**Activity**: For the listing below, output exactly the lines from the line with "Q: Locate the orange" up to and including the line with "Q: Locate the school", and no other lines.
─── Source material
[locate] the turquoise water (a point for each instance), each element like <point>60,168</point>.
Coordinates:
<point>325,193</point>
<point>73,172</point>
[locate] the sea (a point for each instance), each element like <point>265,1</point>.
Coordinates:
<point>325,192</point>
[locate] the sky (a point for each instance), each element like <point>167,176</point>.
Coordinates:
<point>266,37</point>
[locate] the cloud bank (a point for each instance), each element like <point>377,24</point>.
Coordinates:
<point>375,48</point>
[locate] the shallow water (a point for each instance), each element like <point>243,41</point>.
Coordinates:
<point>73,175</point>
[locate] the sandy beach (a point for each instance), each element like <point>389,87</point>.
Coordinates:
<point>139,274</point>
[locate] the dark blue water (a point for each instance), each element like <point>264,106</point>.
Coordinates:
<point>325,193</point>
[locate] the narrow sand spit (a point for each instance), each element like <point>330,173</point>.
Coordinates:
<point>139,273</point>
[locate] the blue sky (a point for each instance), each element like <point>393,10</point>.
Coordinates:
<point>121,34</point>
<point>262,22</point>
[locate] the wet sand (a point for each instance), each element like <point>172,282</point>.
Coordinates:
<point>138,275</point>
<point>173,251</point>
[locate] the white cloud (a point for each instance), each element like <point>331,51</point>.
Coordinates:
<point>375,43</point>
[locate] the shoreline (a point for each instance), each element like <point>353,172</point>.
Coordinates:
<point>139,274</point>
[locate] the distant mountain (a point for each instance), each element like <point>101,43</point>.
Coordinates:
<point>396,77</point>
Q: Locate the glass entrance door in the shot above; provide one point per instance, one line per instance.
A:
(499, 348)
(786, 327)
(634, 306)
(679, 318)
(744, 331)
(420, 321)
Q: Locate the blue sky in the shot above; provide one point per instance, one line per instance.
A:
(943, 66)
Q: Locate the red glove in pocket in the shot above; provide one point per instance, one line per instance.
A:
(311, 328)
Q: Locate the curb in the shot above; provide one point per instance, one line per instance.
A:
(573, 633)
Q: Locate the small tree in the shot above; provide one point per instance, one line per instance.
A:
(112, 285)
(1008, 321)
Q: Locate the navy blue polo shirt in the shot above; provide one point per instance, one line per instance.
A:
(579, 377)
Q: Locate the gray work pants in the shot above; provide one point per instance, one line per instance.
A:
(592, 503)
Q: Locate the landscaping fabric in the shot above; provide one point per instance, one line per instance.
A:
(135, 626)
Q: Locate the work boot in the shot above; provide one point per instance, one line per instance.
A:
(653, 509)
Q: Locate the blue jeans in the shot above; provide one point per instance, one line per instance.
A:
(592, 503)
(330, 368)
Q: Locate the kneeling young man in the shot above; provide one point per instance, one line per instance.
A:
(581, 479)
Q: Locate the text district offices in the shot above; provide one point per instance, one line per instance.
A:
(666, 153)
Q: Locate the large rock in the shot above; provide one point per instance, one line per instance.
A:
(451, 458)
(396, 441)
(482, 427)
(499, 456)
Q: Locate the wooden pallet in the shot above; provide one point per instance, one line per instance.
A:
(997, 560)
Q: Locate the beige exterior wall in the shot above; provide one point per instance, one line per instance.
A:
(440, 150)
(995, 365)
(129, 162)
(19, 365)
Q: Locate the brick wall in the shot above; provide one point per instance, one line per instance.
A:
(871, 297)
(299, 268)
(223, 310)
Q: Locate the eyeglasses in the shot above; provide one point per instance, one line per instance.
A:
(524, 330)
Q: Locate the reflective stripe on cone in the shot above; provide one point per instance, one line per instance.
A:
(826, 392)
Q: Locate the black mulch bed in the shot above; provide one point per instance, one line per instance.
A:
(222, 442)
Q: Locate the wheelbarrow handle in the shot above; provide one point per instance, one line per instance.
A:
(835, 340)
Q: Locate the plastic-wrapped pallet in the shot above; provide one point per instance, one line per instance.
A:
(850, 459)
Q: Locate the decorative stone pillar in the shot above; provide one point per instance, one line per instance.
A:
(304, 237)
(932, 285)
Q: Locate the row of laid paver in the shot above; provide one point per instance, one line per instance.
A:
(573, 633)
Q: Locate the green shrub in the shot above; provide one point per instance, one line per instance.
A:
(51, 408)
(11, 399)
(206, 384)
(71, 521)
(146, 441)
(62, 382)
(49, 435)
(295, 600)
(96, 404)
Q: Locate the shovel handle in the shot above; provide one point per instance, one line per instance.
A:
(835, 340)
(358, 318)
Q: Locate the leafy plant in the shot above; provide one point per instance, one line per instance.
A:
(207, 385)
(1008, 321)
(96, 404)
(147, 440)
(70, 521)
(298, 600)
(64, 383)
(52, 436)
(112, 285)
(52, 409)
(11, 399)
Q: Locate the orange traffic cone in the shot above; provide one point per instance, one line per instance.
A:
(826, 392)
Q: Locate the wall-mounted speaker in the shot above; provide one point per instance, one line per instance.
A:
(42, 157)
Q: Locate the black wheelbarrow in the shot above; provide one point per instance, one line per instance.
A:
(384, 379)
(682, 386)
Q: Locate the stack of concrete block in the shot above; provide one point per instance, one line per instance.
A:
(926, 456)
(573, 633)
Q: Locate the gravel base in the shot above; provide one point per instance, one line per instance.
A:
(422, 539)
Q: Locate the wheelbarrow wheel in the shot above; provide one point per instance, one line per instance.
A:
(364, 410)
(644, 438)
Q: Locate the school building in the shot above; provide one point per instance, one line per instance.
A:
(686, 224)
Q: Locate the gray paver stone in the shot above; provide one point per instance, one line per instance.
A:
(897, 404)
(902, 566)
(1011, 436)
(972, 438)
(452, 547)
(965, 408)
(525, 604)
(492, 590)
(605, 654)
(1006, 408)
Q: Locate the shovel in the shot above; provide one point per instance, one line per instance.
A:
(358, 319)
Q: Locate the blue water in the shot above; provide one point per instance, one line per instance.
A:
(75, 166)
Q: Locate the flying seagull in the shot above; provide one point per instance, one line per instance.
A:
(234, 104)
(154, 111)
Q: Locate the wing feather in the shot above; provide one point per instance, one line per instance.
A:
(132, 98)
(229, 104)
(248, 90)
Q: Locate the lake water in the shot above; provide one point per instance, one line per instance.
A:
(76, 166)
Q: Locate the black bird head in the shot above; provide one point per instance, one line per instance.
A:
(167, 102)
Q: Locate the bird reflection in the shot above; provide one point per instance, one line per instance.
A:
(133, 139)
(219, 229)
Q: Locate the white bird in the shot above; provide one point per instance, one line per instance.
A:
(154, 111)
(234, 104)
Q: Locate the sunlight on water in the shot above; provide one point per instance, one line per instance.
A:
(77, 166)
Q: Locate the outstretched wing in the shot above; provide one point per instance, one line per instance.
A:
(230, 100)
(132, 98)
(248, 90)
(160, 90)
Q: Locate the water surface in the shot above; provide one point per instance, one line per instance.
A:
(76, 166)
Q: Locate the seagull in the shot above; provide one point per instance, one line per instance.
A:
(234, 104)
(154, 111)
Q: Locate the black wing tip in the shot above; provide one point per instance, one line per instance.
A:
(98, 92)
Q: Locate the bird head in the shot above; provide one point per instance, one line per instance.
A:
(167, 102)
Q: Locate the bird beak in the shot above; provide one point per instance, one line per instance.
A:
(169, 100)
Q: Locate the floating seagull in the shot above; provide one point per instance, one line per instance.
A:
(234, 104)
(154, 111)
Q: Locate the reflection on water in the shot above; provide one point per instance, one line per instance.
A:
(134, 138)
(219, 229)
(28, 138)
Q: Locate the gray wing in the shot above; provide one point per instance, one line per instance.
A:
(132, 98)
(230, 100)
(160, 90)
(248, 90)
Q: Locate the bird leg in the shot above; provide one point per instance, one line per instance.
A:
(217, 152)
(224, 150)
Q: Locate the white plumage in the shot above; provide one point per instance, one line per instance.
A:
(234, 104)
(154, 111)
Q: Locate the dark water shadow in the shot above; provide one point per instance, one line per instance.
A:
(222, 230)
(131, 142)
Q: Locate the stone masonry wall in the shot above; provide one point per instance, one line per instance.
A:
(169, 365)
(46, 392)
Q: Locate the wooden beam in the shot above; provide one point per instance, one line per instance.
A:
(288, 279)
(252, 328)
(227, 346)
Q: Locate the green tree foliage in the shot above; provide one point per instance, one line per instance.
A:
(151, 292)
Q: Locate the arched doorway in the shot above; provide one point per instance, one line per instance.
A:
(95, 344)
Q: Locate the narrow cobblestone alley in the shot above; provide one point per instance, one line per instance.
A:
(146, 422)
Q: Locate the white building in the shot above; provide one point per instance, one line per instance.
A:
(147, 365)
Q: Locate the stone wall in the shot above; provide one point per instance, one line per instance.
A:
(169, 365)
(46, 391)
──────
**Solution for this problem**:
Q: Locate the orange traffic cone in the shot above; provide one point per instance, one line per instance.
A:
(826, 392)
Q: Locate the wall-mounted speaker in the shot above; provide one point per instance, one line per instance.
A:
(42, 157)
Q: Locate the black wheelbarrow in the shot above; provide one point per instance, one line per instance.
A:
(384, 379)
(682, 386)
Q: Locate the stack of concrete block in the shot above; provide one point per instance, one line per instance.
A:
(926, 456)
(573, 633)
Q: Locate the gravel base in the shot above; provide one point per instance, one line per instance.
A:
(422, 539)
Q: Locate the wheelbarrow wheel in the shot above; provide one point per instance, one line per instance.
A:
(364, 410)
(644, 438)
Q: Locate the school building in the shot above; provide one point per instance, one line per instance.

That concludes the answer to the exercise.